▶ Goal of the exercise:
Reproduce every entry below precisely; do not include the pictures.

[Saved entries]
┄┄┄┄┄┄┄┄┄┄
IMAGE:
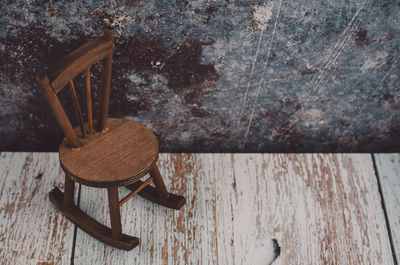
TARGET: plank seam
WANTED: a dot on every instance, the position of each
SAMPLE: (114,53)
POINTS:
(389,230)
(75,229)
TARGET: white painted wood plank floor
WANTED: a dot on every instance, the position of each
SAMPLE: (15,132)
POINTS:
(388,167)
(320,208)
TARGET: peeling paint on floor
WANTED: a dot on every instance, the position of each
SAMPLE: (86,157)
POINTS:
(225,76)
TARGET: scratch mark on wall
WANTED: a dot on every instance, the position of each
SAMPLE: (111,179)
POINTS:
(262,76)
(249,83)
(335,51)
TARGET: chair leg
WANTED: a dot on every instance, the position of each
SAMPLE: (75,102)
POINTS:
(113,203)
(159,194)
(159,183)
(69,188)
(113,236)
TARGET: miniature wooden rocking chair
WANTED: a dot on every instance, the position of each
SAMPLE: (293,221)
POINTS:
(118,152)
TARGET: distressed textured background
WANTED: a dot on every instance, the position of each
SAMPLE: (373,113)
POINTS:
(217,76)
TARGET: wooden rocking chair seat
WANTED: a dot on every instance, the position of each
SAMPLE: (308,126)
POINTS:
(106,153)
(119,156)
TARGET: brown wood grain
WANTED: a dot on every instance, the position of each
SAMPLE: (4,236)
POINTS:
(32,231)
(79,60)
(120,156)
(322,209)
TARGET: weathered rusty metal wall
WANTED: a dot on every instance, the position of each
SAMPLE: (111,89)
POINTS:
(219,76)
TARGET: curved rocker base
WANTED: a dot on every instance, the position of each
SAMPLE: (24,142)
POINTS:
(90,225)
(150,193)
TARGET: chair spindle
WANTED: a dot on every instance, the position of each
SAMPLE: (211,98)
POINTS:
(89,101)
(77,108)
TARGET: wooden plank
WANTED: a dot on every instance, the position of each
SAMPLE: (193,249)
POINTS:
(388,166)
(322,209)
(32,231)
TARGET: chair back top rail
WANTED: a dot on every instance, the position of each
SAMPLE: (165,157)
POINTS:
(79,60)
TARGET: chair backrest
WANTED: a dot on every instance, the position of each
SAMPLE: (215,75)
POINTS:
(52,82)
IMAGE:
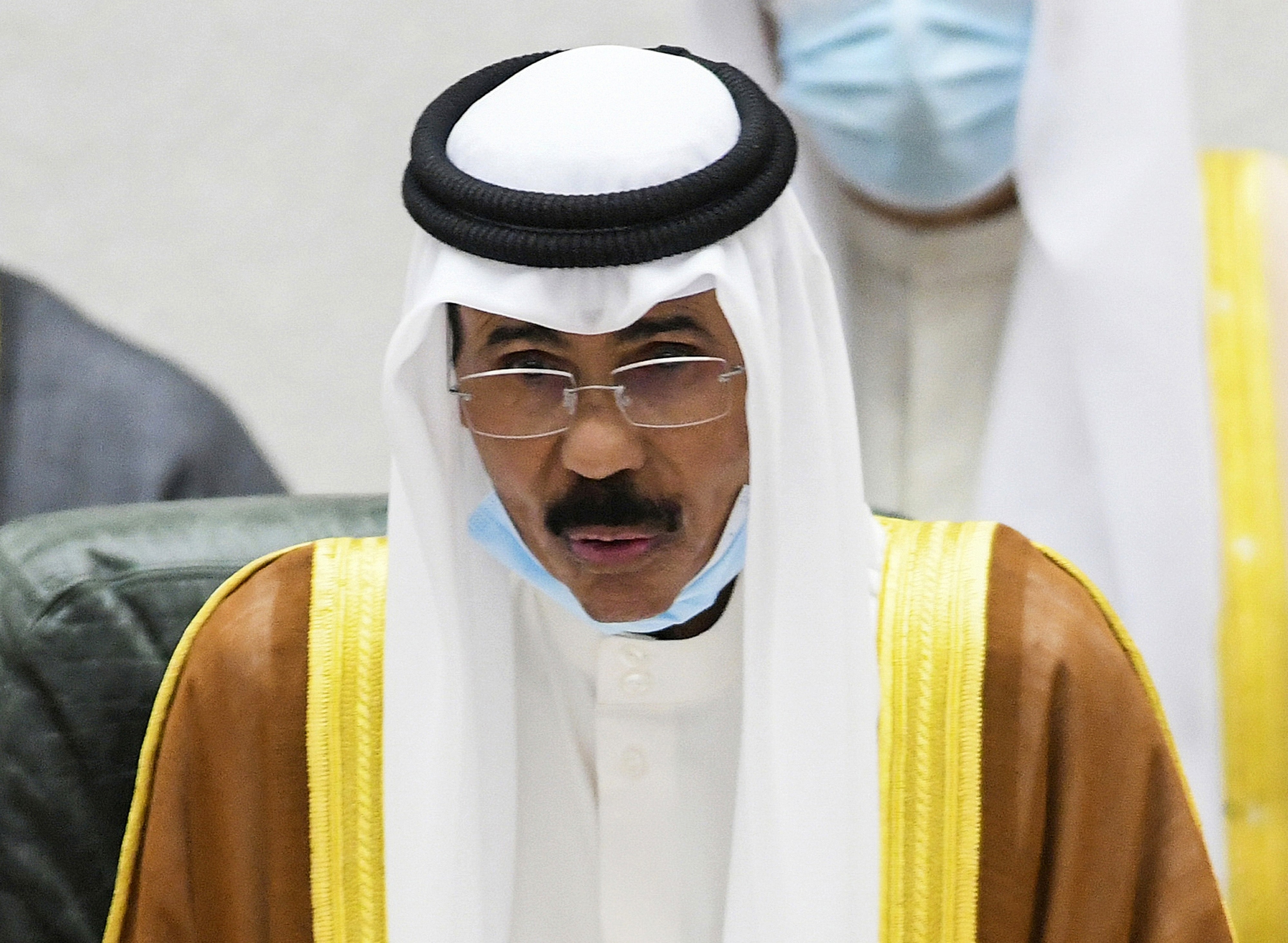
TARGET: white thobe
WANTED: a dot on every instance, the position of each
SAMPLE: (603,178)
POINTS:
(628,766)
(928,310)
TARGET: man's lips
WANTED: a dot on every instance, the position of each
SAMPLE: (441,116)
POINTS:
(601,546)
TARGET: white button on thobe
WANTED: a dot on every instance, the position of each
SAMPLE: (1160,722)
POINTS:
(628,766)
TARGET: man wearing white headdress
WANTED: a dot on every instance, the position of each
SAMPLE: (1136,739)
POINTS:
┄┄┄┄┄┄┄┄┄┄
▶ Response area:
IMAGE:
TARGET: plank seam
WANTED: a dot on every instance, the position of each
SAMPLE: (114,53)
POINTS:
(389,230)
(75,229)
TARGET: white painted wood plank floor
WANTED: a dot on every instance, the position of each
SAMPLE: (15,132)
POINTS:
(388,167)
(320,208)
TARGET: peeling paint on floor
WANTED: a dot on every instance, the position of each
SAMPLE: (86,157)
POINTS:
(225,76)
TARGET: scratch mark on wall
WANTED: a dot on every instance, the position of each
SAMPLE: (111,179)
POINTS:
(262,76)
(249,83)
(335,51)
TARGET: chair leg
WANTED: a dot on every instance, the position of each
SAMPLE: (75,102)
POINTS:
(113,203)
(159,194)
(159,183)
(69,188)
(113,236)
TARGET: miniature wooden rocking chair
WANTED: a dot on every instance, the position of each
SAMPLE: (293,221)
POINTS:
(118,152)
TARGET: distressed textured background
WANTED: a dot on every instance, the position of each
SAMPLE: (373,113)
POINTS:
(217,76)
TARGET: wooden rocking chair seat
WANTED: a dot on every instance, the position of each
SAMPLE: (308,126)
POINTS:
(106,153)
(119,156)
TARGET: brown wood grain
WANTED: a dot on every instance, the position of each
SAMPLE: (4,236)
POINTS:
(32,231)
(79,60)
(120,156)
(322,209)
TARGET: weathered rusty metal wall
WANTED: a dot on every instance, the position of each
SAMPLE: (111,89)
POINTS:
(219,76)
TARGET: curved rocker base
WANTED: a dot on every instance, the position of each
SAMPLE: (24,142)
POINTS:
(90,225)
(150,193)
TARGET: chair spindle
WANTED: a dot on every instance, the position of each
SAMPLE: (211,98)
POINTS:
(89,101)
(77,108)
TARGET: wooden plank
WANTED: a dot on every instance, the position of each
SAMPLE: (193,249)
POINTS:
(388,166)
(322,209)
(32,231)
TARGET: chair back top rail
WANTED: a dot on every instance, the position of each
SAMPLE: (165,157)
POINTS:
(79,60)
TARGET: chair backrest
WANTED: a dot on every instance, the position of each
SAMPLE: (215,75)
POINTS:
(52,82)
IMAGE:
TARGET: white thobe
WANTED: a dot on every instance, the position of each
SAMPLE: (603,178)
POINTS:
(628,766)
(928,310)
TARGET: man's lips
WANTED: a dot on every instance, the position of each
SAMPLE: (441,116)
POINTS:
(601,546)
TARGET: white button on thobe
WANTED: a dot on every instance, the position of each
SAMPLE: (1160,722)
POINTS:
(628,766)
TARGET: man wearing white headdress
WANTED: a dot on every instance, the position of each
SAMPLE: (1136,739)
POINTS:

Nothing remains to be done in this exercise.